* _Required work_
Copy exactly the stretch of data below from the line with "Where is the vertical" through the line with "Where is the thin", including both of those lines.

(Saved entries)
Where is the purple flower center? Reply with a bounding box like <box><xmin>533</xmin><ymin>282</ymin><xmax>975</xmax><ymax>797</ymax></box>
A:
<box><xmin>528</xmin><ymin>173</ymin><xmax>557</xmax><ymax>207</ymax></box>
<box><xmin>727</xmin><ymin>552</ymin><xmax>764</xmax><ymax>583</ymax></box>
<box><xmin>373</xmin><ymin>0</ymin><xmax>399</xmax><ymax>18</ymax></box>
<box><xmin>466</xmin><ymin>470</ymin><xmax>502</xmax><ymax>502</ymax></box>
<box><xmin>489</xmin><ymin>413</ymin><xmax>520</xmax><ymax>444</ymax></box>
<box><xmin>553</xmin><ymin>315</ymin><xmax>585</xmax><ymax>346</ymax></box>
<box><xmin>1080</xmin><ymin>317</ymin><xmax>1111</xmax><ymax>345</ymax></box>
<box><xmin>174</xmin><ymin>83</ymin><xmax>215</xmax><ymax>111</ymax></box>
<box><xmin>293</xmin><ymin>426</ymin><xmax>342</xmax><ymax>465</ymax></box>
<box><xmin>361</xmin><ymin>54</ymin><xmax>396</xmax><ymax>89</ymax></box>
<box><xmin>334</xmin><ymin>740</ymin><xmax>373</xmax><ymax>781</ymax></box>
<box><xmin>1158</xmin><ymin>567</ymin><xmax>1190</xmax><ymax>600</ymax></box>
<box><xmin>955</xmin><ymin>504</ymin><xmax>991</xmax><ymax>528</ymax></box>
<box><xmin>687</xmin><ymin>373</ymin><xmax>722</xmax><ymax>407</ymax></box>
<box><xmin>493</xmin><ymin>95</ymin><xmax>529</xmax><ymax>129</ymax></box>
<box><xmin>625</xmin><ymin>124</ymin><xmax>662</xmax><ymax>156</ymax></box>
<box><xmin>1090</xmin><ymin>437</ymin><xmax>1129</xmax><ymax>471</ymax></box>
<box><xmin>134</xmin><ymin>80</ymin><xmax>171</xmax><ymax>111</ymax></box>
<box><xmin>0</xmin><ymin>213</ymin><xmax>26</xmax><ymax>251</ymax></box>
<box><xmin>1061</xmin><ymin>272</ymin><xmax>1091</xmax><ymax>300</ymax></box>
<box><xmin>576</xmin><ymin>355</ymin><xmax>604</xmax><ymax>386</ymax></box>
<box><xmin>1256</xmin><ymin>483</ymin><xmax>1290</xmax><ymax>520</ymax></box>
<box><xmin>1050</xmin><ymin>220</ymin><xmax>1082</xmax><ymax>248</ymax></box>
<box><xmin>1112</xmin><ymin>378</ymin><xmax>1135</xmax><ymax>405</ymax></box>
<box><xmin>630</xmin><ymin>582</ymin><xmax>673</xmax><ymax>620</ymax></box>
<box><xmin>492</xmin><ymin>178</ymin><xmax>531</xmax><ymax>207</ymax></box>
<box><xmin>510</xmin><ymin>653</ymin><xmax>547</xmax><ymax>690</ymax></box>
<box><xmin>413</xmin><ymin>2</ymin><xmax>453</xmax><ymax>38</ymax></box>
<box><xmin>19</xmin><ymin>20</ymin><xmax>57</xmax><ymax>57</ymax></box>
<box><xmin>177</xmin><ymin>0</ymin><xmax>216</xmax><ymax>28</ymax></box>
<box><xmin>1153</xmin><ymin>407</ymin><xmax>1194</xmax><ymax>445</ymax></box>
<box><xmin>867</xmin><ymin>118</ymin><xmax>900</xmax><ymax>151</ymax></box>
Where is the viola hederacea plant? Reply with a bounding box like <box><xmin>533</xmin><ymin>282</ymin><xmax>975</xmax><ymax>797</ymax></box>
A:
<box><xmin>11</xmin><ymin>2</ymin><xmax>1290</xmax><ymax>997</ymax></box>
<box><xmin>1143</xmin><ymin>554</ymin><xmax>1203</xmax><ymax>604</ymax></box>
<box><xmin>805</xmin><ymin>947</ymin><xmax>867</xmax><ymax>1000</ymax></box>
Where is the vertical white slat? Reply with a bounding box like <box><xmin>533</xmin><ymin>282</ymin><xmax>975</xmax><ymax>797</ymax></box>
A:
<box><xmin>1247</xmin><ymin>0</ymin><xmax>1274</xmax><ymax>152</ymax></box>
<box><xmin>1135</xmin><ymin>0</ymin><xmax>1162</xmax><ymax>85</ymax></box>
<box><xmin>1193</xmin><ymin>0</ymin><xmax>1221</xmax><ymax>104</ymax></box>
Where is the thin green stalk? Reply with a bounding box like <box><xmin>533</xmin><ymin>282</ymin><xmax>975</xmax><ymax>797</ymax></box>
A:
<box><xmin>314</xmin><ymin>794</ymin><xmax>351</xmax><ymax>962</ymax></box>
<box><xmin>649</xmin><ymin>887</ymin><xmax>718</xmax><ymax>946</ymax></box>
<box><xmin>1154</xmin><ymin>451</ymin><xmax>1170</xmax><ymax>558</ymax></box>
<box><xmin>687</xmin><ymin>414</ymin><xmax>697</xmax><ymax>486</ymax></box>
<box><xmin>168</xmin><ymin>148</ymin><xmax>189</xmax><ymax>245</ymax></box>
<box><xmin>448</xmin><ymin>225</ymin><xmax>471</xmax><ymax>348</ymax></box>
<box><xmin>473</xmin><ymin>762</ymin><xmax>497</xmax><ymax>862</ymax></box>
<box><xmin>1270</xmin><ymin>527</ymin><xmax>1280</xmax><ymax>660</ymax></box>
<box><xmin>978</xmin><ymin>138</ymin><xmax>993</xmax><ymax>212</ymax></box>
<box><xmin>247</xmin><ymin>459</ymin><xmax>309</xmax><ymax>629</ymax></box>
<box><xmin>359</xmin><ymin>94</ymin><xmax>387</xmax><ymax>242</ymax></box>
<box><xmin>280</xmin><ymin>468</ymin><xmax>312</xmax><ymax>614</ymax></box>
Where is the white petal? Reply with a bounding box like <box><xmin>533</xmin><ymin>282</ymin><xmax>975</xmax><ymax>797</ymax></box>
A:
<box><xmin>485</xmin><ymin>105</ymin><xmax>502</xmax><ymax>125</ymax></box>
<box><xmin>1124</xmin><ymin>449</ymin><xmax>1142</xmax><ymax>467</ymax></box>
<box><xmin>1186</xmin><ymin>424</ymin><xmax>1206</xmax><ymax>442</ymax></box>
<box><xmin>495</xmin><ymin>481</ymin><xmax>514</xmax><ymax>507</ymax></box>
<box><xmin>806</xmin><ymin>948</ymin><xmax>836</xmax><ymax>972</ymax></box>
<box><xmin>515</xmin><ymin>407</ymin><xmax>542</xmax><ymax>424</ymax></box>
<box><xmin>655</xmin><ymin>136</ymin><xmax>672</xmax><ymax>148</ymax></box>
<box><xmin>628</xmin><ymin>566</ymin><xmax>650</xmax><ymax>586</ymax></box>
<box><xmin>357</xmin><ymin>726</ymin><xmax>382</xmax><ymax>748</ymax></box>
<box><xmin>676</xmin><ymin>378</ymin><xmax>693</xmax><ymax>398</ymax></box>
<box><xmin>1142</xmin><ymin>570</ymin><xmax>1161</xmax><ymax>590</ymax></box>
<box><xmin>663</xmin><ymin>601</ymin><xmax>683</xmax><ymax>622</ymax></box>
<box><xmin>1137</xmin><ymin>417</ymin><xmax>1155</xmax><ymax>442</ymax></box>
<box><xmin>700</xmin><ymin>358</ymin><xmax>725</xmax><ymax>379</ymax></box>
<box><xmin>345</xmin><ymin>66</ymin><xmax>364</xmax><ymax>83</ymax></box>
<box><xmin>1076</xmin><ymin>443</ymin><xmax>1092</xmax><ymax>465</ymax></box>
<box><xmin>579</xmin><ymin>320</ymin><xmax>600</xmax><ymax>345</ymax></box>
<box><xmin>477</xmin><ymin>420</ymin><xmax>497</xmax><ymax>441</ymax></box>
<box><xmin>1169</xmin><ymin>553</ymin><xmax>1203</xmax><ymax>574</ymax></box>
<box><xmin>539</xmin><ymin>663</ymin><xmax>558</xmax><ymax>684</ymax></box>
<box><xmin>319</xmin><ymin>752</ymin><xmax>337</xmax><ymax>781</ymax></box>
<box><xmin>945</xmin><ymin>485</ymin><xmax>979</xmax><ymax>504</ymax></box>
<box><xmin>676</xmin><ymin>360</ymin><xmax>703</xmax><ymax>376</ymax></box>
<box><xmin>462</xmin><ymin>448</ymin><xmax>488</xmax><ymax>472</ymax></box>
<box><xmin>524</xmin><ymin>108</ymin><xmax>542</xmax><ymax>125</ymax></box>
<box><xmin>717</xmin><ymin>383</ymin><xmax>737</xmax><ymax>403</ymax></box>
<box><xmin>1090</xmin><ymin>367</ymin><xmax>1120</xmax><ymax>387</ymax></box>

* _Answer below_
Where is the vertical white slat? Reply with a bounding box like <box><xmin>533</xmin><ymin>282</ymin><xmax>975</xmax><ymax>797</ymax></box>
A:
<box><xmin>1247</xmin><ymin>0</ymin><xmax>1274</xmax><ymax>152</ymax></box>
<box><xmin>1135</xmin><ymin>0</ymin><xmax>1162</xmax><ymax>85</ymax></box>
<box><xmin>1193</xmin><ymin>0</ymin><xmax>1221</xmax><ymax>104</ymax></box>
Where is the thin green stalk? Reply with a bounding box like <box><xmin>533</xmin><ymin>282</ymin><xmax>975</xmax><ymax>797</ymax></box>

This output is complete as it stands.